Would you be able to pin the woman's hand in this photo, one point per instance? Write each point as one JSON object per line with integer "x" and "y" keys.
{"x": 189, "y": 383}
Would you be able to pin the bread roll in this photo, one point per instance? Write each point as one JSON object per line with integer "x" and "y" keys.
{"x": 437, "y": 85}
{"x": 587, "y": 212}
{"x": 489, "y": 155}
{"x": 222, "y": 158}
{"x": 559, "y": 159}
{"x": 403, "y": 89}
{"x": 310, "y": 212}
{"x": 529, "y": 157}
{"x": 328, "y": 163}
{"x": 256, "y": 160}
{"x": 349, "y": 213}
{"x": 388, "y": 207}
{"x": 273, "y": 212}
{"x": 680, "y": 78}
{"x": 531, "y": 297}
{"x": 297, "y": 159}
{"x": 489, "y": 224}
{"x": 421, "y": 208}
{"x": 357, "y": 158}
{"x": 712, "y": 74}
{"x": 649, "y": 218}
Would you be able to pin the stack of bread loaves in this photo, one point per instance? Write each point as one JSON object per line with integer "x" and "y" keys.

****

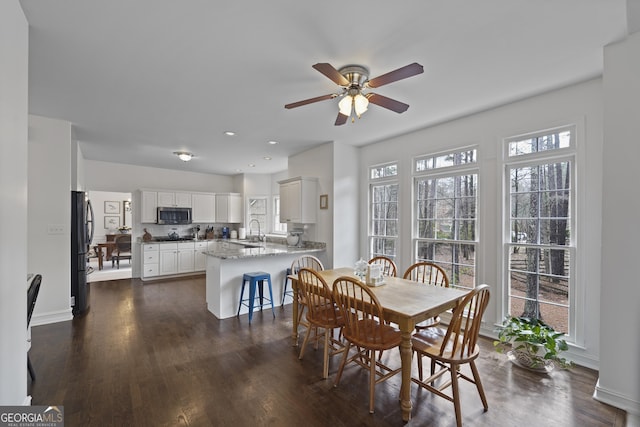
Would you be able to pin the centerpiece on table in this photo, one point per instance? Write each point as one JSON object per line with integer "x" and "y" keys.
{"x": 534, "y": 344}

****

→ EXERCISE OBJECTIVE
All lines above from the one holding "Would you be able to pin the woman's" to the one holding "Would you be able to pin the stack", inclusive, are to be copied exactly; no other line is wanted.

→ RESULT OF THE TASK
Would you be able to pin the woman's hand in this photo, one point per instance? Write each point as one JSON object per line with integer "x" and "y" keys.
{"x": 189, "y": 383}
Would you be able to pin the bread roll in this photo, one point per instance? Write each point as one JSON object per line with integer "x" and "y" keys.
{"x": 437, "y": 85}
{"x": 587, "y": 212}
{"x": 489, "y": 155}
{"x": 222, "y": 158}
{"x": 559, "y": 159}
{"x": 403, "y": 89}
{"x": 310, "y": 212}
{"x": 529, "y": 157}
{"x": 328, "y": 163}
{"x": 256, "y": 160}
{"x": 349, "y": 213}
{"x": 388, "y": 207}
{"x": 273, "y": 212}
{"x": 680, "y": 78}
{"x": 531, "y": 297}
{"x": 297, "y": 159}
{"x": 489, "y": 224}
{"x": 421, "y": 208}
{"x": 357, "y": 158}
{"x": 712, "y": 74}
{"x": 649, "y": 218}
Would you be able to pin the stack of bread loaves in this photo, one point per instance? Write each point as one JSON object per line with integer "x" and "y" keys.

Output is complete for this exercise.